■ **Selection**
---+---

Le Chateau has a room called "Chef d'Oeuvre de la Littérature Française", where you can freely and easily download (in ZIP format) some French texts, ranging from Molière's Completed Works to Pascal's Pensées, Baudelaire's Fleurs du mal, and Proust's Du côté de chez Swann.
A precious repository of free chinese e-texts ranging from the classical pre-Qin and Song to the Qing and modern ones. There are electronic versions of Chinese philosophical texts created by the Wesleyan Confucian E-text Project; Electronic versions of Chinese philosophical texts from other sources, some with minor improvements; and Information on and links to more information on the preparation and use of these texts. [2001 May 1].

---+---

■ **Records supplied**
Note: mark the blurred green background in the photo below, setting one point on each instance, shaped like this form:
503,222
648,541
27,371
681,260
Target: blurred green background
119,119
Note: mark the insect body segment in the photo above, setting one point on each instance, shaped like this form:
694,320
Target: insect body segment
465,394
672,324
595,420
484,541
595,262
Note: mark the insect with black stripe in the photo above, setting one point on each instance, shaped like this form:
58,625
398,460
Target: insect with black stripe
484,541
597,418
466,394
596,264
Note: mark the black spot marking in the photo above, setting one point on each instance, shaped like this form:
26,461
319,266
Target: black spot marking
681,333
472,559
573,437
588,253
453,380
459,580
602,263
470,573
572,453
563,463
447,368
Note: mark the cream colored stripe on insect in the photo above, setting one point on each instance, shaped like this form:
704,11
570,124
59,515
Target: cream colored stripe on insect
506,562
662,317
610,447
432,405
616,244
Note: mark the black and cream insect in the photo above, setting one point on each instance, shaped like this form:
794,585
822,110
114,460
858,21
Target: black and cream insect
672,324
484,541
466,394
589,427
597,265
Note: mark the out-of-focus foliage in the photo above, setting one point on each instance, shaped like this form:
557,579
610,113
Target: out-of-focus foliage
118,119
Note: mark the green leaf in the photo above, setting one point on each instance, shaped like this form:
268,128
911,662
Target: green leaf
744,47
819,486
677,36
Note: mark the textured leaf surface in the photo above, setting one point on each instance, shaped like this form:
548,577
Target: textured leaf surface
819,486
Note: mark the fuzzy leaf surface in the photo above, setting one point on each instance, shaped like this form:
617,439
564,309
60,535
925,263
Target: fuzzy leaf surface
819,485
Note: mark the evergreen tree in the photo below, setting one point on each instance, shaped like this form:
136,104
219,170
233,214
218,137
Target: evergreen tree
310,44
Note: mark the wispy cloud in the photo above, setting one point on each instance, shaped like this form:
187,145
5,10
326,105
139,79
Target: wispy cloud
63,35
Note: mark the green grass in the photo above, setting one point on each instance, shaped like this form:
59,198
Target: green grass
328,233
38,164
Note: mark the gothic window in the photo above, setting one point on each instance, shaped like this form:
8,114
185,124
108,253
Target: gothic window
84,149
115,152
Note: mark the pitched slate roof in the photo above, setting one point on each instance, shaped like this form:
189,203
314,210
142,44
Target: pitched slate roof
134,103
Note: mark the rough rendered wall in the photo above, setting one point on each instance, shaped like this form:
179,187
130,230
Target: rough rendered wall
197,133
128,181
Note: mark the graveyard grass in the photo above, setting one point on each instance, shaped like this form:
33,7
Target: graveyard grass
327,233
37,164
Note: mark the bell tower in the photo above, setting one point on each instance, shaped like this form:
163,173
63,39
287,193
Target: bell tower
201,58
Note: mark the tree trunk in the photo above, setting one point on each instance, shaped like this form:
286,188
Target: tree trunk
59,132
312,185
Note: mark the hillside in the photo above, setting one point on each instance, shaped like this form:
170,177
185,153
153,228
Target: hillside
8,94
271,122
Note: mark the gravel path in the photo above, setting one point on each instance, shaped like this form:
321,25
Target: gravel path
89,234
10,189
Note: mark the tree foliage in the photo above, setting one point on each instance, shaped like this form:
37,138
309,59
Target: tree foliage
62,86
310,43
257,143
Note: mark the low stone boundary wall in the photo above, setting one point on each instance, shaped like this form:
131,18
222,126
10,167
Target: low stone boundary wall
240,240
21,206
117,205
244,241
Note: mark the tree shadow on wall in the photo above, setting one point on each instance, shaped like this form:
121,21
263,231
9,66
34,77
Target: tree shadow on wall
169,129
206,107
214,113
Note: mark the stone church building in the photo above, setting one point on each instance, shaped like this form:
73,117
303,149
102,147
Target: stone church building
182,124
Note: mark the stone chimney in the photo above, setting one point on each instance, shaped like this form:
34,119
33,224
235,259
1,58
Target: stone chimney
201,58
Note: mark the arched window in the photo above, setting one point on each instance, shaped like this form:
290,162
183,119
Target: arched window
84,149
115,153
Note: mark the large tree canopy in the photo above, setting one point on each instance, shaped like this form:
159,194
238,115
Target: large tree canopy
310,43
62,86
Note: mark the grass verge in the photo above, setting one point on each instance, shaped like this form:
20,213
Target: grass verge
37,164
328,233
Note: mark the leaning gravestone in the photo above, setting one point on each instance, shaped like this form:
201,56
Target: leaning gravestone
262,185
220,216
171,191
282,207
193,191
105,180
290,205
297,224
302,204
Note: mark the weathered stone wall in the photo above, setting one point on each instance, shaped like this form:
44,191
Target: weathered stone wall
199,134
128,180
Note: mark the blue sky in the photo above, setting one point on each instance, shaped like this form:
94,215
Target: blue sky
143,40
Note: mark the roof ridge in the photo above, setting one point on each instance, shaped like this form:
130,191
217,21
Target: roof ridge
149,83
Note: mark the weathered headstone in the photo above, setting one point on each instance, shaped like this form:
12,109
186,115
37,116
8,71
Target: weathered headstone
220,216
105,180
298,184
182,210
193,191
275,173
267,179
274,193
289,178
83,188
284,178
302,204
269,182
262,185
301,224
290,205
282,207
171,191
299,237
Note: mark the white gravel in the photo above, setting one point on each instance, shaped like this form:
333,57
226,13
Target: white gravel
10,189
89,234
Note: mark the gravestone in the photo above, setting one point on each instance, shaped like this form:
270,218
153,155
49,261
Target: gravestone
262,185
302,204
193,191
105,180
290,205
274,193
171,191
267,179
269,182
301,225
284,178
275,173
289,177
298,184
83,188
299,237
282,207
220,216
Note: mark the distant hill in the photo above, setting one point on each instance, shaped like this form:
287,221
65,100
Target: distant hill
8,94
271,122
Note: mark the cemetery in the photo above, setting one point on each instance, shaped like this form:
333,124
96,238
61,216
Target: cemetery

---+---

■ **Work instructions**
A – In the text about free e-texts, in what format can the French texts from Le Chateau's room be downloaded?
B – From the text about free e-texts, write out the part that opens with the words containing "Le Chateau has" and closes with "de chez Swann.".

■ **Answers**
A – ZIP format.

B –
Le Chateau has a room called "Chef d'Oeuvre de la Littérature Française", where you can freely and easily download (in ZIP format) some French texts, ranging from Molière's Completed Works to Pascal's Pensées, Baudelaire's Fleurs du mal, and Proust's Du côté de chez Swann.